------ Supplied material
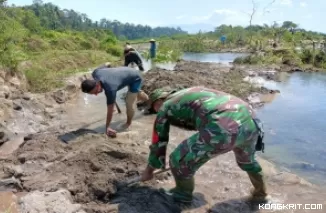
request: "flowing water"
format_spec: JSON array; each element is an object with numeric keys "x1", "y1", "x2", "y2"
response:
[{"x1": 181, "y1": 52, "x2": 326, "y2": 186}]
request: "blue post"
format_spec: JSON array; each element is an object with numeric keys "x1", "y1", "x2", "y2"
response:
[{"x1": 149, "y1": 39, "x2": 156, "y2": 59}]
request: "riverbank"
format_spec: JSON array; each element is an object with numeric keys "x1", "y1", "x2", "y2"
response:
[
  {"x1": 0, "y1": 60, "x2": 325, "y2": 213},
  {"x1": 233, "y1": 48, "x2": 326, "y2": 73}
]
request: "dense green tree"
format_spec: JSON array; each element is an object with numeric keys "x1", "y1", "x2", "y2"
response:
[{"x1": 6, "y1": 0, "x2": 187, "y2": 39}]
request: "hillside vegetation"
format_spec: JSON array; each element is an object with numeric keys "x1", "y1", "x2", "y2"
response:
[
  {"x1": 142, "y1": 23, "x2": 326, "y2": 69},
  {"x1": 0, "y1": 0, "x2": 187, "y2": 92},
  {"x1": 1, "y1": 0, "x2": 326, "y2": 95}
]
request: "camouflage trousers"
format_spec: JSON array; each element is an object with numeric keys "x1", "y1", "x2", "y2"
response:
[{"x1": 169, "y1": 112, "x2": 263, "y2": 179}]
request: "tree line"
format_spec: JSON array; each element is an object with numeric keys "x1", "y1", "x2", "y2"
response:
[{"x1": 4, "y1": 0, "x2": 187, "y2": 40}]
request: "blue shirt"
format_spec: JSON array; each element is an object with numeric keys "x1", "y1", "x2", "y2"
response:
[{"x1": 92, "y1": 67, "x2": 142, "y2": 105}]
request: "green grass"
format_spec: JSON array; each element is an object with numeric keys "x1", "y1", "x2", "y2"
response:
[
  {"x1": 140, "y1": 43, "x2": 182, "y2": 63},
  {"x1": 22, "y1": 50, "x2": 120, "y2": 92}
]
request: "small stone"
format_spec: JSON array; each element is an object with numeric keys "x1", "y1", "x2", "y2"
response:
[
  {"x1": 0, "y1": 131, "x2": 4, "y2": 139},
  {"x1": 113, "y1": 167, "x2": 125, "y2": 173},
  {"x1": 22, "y1": 94, "x2": 31, "y2": 100},
  {"x1": 18, "y1": 156, "x2": 26, "y2": 164},
  {"x1": 0, "y1": 131, "x2": 9, "y2": 145},
  {"x1": 23, "y1": 134, "x2": 33, "y2": 141},
  {"x1": 13, "y1": 101, "x2": 22, "y2": 111}
]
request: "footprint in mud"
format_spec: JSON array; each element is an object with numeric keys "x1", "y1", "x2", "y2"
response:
[{"x1": 110, "y1": 186, "x2": 182, "y2": 213}]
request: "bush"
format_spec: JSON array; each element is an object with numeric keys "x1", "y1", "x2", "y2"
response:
[
  {"x1": 106, "y1": 45, "x2": 122, "y2": 57},
  {"x1": 24, "y1": 37, "x2": 50, "y2": 51},
  {"x1": 233, "y1": 54, "x2": 264, "y2": 64},
  {"x1": 300, "y1": 49, "x2": 313, "y2": 64},
  {"x1": 79, "y1": 40, "x2": 93, "y2": 49},
  {"x1": 314, "y1": 51, "x2": 326, "y2": 68}
]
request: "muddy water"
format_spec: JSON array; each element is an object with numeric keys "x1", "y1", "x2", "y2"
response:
[
  {"x1": 182, "y1": 52, "x2": 249, "y2": 65},
  {"x1": 179, "y1": 52, "x2": 326, "y2": 186},
  {"x1": 255, "y1": 72, "x2": 326, "y2": 186}
]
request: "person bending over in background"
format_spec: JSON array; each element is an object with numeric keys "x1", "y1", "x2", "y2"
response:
[{"x1": 124, "y1": 48, "x2": 145, "y2": 71}]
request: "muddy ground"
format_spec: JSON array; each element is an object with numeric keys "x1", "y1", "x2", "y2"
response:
[
  {"x1": 1, "y1": 60, "x2": 325, "y2": 213},
  {"x1": 142, "y1": 60, "x2": 262, "y2": 100},
  {"x1": 141, "y1": 60, "x2": 280, "y2": 108}
]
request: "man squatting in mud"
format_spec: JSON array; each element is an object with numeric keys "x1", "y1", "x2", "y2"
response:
------------
Task prompt — Search the entries for "tree" and show every line that has it.

Exercise result —
request: "dense green tree"
request: "tree line"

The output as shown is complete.